(Entries drawn from a dataset)

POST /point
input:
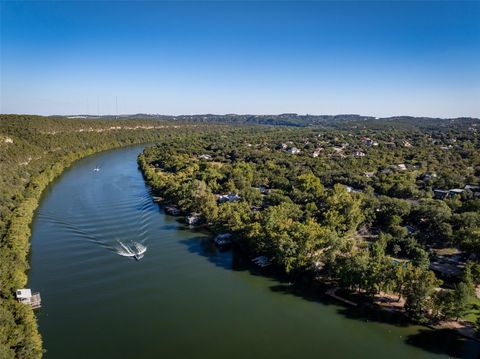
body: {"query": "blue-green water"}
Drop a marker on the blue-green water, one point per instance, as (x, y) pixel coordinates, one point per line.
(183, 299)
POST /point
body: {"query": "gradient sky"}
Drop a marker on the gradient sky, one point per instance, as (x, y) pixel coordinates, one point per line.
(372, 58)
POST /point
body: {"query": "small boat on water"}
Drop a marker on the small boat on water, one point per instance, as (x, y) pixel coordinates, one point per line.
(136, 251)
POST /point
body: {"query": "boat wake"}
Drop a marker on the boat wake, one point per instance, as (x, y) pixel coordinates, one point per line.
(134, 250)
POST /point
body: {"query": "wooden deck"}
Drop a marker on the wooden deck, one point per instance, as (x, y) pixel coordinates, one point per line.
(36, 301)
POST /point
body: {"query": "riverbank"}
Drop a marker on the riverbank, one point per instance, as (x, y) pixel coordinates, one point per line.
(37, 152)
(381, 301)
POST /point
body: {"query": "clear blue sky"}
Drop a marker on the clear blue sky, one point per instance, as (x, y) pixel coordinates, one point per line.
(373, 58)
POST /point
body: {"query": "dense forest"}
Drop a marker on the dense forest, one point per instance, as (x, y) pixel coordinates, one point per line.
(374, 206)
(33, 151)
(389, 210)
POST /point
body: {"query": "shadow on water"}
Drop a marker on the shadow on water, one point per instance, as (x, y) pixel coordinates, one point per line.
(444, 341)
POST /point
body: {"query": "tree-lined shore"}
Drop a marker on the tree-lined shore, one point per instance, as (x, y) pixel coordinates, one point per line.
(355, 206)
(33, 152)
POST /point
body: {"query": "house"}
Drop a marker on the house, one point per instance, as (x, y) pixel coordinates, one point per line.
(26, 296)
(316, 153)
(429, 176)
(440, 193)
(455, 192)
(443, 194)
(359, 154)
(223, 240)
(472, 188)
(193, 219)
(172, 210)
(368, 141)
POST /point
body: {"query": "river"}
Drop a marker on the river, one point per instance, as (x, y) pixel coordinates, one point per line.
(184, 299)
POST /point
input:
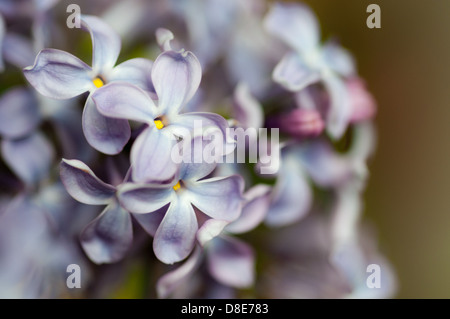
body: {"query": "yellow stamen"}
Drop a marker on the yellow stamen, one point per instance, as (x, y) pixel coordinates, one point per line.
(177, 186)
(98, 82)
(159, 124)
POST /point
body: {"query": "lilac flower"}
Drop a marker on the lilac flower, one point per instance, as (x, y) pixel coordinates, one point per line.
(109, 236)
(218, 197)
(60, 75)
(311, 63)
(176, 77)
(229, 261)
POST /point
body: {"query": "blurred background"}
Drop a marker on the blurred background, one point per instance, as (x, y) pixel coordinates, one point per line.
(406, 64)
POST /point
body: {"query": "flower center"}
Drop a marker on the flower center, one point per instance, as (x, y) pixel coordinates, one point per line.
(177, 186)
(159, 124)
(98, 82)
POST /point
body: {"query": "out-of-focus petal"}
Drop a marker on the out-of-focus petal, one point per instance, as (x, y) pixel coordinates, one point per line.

==

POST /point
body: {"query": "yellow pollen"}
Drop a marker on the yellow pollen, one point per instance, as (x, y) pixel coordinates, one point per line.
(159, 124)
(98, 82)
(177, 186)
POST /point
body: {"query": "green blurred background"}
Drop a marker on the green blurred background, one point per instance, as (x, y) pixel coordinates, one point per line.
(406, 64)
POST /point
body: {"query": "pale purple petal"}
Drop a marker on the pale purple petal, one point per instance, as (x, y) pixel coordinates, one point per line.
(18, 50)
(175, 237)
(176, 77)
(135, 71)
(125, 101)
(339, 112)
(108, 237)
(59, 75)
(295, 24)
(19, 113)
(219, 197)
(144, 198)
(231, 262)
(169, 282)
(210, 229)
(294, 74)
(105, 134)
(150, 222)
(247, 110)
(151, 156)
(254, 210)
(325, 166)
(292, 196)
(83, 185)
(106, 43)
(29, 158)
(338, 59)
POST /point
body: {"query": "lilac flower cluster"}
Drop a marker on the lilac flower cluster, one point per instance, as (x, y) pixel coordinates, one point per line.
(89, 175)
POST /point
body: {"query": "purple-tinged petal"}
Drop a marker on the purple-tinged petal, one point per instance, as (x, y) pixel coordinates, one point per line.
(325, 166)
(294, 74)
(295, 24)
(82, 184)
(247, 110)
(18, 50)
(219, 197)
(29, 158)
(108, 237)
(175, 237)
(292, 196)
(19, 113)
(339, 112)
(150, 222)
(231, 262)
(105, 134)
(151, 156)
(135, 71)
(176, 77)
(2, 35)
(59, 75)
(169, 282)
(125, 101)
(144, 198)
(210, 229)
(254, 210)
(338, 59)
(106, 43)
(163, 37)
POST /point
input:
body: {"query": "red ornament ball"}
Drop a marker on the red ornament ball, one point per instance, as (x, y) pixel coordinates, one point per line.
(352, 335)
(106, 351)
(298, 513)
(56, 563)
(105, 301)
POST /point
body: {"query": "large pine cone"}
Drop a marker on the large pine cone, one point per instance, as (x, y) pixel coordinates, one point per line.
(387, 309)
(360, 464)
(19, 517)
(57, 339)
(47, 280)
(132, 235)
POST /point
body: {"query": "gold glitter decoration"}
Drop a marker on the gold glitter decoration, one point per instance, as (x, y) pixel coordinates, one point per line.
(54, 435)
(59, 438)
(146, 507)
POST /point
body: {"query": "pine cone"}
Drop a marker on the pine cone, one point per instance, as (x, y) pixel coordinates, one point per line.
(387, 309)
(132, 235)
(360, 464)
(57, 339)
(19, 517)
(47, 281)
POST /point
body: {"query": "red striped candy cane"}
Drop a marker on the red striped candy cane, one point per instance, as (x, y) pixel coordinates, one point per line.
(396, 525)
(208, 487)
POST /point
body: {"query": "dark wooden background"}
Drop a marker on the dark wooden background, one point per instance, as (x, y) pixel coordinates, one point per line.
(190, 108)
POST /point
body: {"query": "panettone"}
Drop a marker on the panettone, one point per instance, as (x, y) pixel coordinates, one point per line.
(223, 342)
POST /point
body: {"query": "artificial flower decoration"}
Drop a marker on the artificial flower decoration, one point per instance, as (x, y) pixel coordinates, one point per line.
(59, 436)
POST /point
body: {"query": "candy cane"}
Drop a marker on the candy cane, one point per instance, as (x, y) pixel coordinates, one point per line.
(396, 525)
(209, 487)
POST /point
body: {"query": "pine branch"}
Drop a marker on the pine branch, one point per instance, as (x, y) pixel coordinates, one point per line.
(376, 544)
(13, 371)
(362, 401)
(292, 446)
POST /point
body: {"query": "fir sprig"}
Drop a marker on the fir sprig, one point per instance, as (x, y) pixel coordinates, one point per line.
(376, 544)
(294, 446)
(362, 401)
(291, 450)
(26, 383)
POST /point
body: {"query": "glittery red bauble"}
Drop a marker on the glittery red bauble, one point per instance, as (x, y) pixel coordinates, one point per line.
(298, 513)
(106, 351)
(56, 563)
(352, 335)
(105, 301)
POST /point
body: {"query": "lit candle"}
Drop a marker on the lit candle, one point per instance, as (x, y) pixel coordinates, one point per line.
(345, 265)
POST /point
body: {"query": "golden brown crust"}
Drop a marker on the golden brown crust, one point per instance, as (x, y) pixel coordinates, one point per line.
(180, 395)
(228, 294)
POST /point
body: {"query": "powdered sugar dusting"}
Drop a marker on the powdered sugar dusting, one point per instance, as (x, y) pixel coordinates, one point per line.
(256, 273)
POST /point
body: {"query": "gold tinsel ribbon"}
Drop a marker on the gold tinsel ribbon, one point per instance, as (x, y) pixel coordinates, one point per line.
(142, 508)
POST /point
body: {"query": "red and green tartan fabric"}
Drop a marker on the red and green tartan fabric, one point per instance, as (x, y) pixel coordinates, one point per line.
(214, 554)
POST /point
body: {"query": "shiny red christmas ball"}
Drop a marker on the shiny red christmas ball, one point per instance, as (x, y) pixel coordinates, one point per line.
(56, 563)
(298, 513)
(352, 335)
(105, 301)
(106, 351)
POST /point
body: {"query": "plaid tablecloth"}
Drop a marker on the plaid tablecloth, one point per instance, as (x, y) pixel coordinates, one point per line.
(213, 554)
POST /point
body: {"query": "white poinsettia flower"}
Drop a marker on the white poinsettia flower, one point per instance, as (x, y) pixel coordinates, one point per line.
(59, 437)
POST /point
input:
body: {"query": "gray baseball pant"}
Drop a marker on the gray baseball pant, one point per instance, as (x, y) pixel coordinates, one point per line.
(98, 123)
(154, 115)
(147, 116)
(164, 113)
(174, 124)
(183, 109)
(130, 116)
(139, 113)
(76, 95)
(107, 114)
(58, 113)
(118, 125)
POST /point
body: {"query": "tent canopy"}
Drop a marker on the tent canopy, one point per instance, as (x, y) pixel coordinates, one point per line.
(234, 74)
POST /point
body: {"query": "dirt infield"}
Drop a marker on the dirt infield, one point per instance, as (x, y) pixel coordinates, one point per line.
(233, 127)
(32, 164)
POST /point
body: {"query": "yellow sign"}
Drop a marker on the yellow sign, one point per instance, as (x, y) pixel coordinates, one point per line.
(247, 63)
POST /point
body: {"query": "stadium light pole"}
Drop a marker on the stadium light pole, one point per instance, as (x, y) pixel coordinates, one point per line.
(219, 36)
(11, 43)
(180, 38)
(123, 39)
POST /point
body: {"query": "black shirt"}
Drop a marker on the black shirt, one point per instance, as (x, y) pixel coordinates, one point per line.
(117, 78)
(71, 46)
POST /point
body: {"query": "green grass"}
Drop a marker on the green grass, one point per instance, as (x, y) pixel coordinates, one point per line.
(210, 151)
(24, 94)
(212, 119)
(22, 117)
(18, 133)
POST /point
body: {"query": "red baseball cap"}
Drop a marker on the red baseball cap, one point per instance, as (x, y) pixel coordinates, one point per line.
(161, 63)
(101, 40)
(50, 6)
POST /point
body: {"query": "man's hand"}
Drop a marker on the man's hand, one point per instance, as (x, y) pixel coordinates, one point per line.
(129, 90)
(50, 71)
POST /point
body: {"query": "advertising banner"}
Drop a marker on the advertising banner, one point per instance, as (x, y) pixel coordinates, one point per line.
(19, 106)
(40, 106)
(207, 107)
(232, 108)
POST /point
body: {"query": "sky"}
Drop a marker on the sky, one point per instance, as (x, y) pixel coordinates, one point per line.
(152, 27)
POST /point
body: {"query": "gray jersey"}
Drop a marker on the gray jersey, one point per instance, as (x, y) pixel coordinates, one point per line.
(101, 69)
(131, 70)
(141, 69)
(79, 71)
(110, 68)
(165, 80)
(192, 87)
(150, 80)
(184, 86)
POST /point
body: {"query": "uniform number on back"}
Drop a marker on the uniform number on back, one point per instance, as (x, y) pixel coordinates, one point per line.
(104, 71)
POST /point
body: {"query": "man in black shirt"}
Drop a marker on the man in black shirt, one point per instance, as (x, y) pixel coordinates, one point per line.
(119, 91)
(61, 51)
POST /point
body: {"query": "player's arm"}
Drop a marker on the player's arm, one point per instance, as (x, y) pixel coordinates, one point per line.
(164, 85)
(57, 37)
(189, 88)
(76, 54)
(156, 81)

==

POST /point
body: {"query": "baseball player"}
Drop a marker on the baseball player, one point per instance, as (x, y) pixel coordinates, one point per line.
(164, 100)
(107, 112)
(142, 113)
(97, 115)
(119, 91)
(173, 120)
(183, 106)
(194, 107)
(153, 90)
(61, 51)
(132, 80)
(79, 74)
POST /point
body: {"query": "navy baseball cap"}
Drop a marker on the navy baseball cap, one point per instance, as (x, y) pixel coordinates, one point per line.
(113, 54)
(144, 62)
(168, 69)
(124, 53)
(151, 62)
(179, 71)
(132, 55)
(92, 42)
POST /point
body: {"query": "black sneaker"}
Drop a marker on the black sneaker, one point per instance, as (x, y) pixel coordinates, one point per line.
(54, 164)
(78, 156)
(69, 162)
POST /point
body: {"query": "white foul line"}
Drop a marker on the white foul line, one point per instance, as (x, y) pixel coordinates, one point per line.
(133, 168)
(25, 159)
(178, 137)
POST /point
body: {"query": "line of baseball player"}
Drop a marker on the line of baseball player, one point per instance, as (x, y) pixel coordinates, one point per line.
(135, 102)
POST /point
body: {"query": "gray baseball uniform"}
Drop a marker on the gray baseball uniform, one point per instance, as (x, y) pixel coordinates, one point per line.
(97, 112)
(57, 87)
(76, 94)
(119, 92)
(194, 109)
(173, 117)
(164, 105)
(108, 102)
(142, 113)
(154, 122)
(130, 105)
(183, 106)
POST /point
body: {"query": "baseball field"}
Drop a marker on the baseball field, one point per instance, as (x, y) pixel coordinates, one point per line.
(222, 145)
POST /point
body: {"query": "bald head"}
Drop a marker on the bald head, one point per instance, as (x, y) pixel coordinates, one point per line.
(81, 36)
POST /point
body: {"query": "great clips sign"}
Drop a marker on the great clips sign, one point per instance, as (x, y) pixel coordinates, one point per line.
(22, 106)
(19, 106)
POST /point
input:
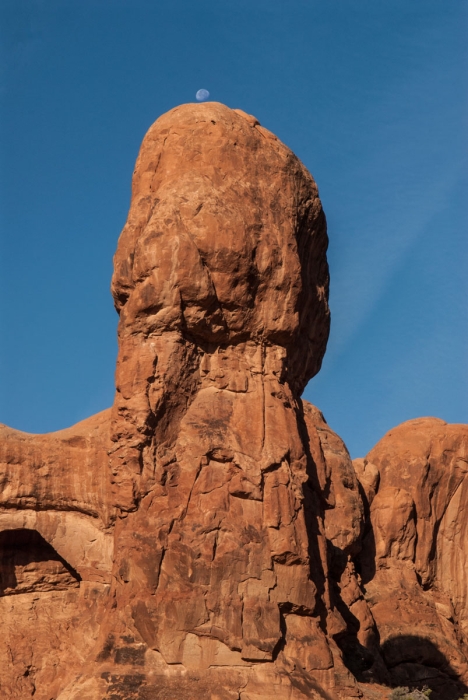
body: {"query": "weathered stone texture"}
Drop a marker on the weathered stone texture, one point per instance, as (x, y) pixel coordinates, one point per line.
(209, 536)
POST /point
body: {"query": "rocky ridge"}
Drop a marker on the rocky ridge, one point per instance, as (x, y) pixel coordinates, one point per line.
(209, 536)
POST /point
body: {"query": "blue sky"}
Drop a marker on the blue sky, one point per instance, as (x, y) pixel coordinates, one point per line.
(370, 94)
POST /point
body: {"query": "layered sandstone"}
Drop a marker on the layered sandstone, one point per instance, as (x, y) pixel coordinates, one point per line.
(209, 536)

WHAT THE TASK ASKS:
State how many lines of the records above contain the string "dusting". Respond with the number alone.

COMPLETE RESPONSE:
2